- Task A
List every writer named in the passage on Stalin and writers, in order of first appearance.
- Task B
Reproduce the stretch of the passage on Stalin and writers from "Stalin could certainly" through "two were synonymous.".

- Source passage
--- begin ---
Stalin could certainly appreciate genius, but as with love and family, his belief in Marxist progress was brutally paramount. He admired that “great psychologist” Dostoevsky but banned him because he was “bad for young people.” He enjoyed the satires of the Leningrad satirist Mikhail Zoshchenko so much, even though they mocked Soviet bureaucrats, he used to read extracts to his two boys, Vasily and Artyom, and would laugh at the end: “Here is where Comrade Zoshchenko remembered the GPU and changed the ending!”—a joke typical of his brutal cynicism crossed with dry gallows humour. He recognized that Mandelstam, Pasternak and Bulgakov were geniuses, but their work was suppressed. Yet he could tolerate whimsical maestros: Bulgakov and Pasternak were never arrested. But woe betide anyone, genius or hack, who insulted the person or policy of Stalin—for the two were synonymous.
--- end ---
- Dataset entries
--- begin ---
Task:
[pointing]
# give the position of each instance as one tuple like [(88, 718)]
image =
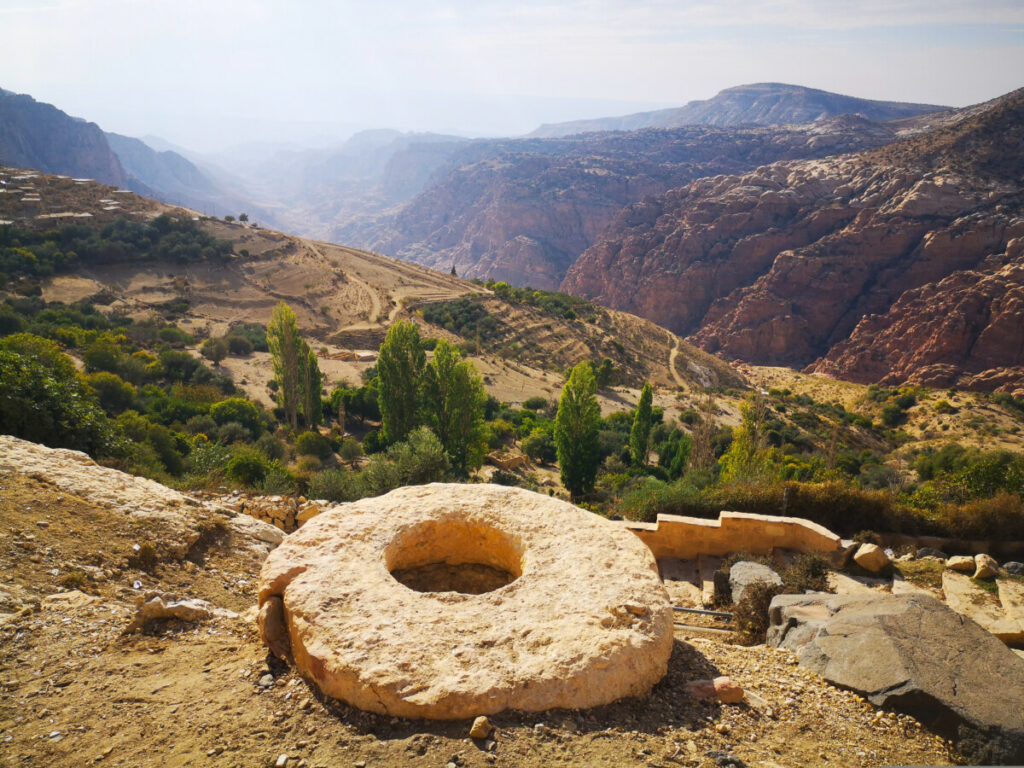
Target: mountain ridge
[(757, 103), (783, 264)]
--- end ---
--- begin ---
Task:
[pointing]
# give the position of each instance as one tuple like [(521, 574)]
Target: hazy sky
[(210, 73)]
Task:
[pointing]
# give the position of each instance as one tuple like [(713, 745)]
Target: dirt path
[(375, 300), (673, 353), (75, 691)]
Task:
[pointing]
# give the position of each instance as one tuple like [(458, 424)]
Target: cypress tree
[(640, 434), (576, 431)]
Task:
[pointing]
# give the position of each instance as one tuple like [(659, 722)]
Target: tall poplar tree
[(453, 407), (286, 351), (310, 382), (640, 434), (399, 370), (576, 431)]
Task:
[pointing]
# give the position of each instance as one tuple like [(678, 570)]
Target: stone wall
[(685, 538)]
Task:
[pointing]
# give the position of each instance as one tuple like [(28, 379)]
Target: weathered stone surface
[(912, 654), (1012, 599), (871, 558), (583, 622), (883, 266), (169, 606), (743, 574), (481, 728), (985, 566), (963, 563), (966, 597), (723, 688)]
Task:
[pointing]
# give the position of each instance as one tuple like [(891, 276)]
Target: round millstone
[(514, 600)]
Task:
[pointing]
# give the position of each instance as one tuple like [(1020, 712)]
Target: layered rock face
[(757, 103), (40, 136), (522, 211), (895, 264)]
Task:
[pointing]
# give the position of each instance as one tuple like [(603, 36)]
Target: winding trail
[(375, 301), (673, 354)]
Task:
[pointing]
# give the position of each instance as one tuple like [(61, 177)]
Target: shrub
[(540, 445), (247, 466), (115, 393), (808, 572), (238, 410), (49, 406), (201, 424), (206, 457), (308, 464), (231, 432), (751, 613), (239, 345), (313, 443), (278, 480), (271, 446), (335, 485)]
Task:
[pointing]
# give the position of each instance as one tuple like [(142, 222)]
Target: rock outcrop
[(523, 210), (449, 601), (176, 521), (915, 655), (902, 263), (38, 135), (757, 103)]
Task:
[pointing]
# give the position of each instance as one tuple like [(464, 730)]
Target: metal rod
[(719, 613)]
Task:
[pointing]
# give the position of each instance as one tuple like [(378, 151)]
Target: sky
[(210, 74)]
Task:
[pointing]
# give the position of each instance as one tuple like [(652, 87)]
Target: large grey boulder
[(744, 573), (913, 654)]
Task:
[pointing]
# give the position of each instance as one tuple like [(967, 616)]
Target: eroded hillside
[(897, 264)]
--- end ---
- Result A
Dostoevsky, Mikhail Zoshchenko, Mandelstam, Pasternak, Bulgakov

- Result B
Stalin could certainly appreciate genius, but as with love and family, his belief in Marxist progress was brutally paramount. He admired that “great psychologist” Dostoevsky but banned him because he was “bad for young people.” He enjoyed the satires of the Leningrad satirist Mikhail Zoshchenko so much, even though they mocked Soviet bureaucrats, he used to read extracts to his two boys, Vasily and Artyom, and would laugh at the end: “Here is where Comrade Zoshchenko remembered the GPU and changed the ending!”—a joke typical of his brutal cynicism crossed with dry gallows humour. He recognized that Mandelstam, Pasternak and Bulgakov were geniuses, but their work was suppressed. Yet he could tolerate whimsical maestros: Bulgakov and Pasternak were never arrested. But woe betide anyone, genius or hack, who insulted the person or policy of Stalin—for the two were synonymous.